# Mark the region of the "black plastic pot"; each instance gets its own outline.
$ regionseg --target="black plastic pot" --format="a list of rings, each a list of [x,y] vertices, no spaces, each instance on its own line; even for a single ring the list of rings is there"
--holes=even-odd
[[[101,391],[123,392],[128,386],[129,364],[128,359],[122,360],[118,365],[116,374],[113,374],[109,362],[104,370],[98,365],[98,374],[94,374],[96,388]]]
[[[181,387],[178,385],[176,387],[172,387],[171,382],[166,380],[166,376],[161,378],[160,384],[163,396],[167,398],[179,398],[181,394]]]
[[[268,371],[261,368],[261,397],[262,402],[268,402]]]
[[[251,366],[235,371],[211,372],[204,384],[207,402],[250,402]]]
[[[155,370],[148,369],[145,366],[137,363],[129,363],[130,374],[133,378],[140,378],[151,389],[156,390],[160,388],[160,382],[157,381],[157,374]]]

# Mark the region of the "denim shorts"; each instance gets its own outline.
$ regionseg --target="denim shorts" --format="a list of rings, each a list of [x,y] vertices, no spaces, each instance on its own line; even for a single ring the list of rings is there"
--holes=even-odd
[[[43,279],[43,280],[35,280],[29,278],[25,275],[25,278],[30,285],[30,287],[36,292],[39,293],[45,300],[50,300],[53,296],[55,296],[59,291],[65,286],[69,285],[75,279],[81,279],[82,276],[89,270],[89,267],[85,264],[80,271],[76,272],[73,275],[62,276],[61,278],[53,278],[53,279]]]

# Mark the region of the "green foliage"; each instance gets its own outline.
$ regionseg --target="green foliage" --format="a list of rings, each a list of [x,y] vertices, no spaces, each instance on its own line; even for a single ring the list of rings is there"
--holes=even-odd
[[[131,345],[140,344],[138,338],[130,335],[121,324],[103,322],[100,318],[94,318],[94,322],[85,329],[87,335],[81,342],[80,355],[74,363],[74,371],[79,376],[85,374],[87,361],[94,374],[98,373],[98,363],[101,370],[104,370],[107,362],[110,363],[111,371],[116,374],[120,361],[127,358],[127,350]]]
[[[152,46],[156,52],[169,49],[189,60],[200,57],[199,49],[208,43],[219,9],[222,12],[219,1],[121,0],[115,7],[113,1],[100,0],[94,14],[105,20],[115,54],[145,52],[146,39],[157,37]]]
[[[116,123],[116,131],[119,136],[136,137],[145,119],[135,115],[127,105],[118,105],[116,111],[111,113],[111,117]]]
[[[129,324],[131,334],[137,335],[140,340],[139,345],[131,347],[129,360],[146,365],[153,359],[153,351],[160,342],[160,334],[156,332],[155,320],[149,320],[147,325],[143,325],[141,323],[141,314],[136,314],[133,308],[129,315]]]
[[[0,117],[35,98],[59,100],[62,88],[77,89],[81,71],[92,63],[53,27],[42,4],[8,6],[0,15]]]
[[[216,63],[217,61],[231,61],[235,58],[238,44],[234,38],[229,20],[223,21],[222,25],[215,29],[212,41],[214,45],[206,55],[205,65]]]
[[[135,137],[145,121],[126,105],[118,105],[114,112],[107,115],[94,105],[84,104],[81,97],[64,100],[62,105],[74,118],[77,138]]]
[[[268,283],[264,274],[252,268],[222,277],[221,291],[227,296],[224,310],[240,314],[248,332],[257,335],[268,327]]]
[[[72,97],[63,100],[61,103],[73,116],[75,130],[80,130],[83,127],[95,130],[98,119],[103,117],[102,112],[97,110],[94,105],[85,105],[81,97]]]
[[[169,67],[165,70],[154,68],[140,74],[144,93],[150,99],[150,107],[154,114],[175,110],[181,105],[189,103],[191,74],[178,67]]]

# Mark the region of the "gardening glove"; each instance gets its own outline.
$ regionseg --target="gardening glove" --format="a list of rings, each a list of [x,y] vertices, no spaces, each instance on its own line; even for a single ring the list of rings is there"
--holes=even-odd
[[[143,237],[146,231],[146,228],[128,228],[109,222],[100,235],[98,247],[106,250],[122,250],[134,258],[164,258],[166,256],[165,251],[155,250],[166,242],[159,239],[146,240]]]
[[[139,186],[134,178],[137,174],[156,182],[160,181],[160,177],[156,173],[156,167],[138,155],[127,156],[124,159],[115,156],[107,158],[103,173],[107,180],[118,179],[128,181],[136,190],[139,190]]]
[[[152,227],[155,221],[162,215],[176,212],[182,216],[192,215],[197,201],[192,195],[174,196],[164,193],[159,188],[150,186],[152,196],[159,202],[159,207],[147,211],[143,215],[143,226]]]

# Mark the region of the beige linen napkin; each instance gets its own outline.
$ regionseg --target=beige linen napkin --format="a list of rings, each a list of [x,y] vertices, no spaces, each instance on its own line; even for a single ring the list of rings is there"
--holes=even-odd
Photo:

**Aim of the task**
Filter the entries down to the lines holding the string "shorts". Copy each of those lines.

**Answer space**
# Mark the region of the "denim shorts"; each instance gets its own outline.
$ regionseg --target="denim shorts" --format="a list of rings, each a list of [x,y] vertices, no spaces, each instance on its own line; even for a single ring the list of rings is there"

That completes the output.